» **Exercise passage**:
Weekly Dispatch
Week of January 8–14, 2023
The House began real work at last. Rules were adopted, committee ratios negotiated, and the new majority announced an investigative slate centered on the pandemic, the border, and federal law enforcement. Leadership moved to create a “Weaponization of the Federal Government” select panel under Judiciary, signaling two tracks for the year: spending fights and oversight theater. Freshmen picked offices, constituent casework resumed, and the legislative calendar finally took shape after a week of paralysis.
The rules package reflected the price of the gavel. A single member could now trigger a motion to vacate the chair; caps were placed on spending increases; and open amendments returned on appropriations, inviting floor fights later in the year. For a few days, the public also saw the chamber from unusual angles after C-SPAN’s roaming cameras during the Speaker balloting went viral. Once order returned, control reverted to the official House feed and the moment of transparency ended.
Abroad, the week opened with a jolt that looked uncomfortably familiar. On January 8, far-right supporters of former Brazilian president Jair Bolsonaro ransacked the Congress, the presidential palace, and the Supreme Court in Brasília, breaching security and vandalizing chambers. President Luiz Inácio Lula da Silva ordered a federal intervention in the capital’s public security; senior officers were removed, and hundreds of rioters were detained. U.S. officials condemned the violence, while attention turned to Bolsonaro’s extended stay in Florida and to questions about coordination among extremist networks.

» **Explore the material**:
a. List the buildings in Brasília that the weekly dispatch says Bolsonaro's supporters ransacked.
b. Carry on the weekly dispatch for January 8–14, 2023 from the point where it stops.
The entries come from a different source than the weekly dispatch.

» **Recorded information**:
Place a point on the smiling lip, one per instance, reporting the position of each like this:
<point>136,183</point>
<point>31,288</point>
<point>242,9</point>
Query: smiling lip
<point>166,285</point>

» **Answer section**:
a. the Congress, the presidential palace, the Supreme Court

b.
In Mexico City, President Biden met with Canada’s Justin Trudeau and Mexico’s Andrés Manuel López Obrador for the North American Leaders’ Summit. The agenda focused on migration enforcement, fentanyl trafficking, supply chains for semiconductors and critical minerals, and clean-energy standards. The leaders announced working groups to reduce reliance on Asia and pledged coordination on fentanyl precursors, but border communities saw little immediate relief.
Another story broke closer to home. The White House confirmed that a small number of classified documents had been discovered in November at the Penn Biden Center in Washington, tied to Biden’s vice-presidential files. Additional materials were found later in the week at his Wilmington residence. Attorney General Merrick Garland appointed former U.S. Attorney Robert Hur as special counsel on January 12, ensuring an independent review alongside the ongoing investigation into records recovered from former President Trump’s Mar-a-Lago estate.
Infrastructure and weather again dominated the West Coast. Successive atmospheric rivers drenched California, saturating ground already overwhelmed by earlier storms. Levees overtopped in farm counties, mudslides closed highways in the Santa Cruz Mountains, and emergency crews carried out rescues from Sonoma south to Santa Barbara. Reservoirs rose after years of drought, but much of the gain arrived as destructive floods rather than managed recovery.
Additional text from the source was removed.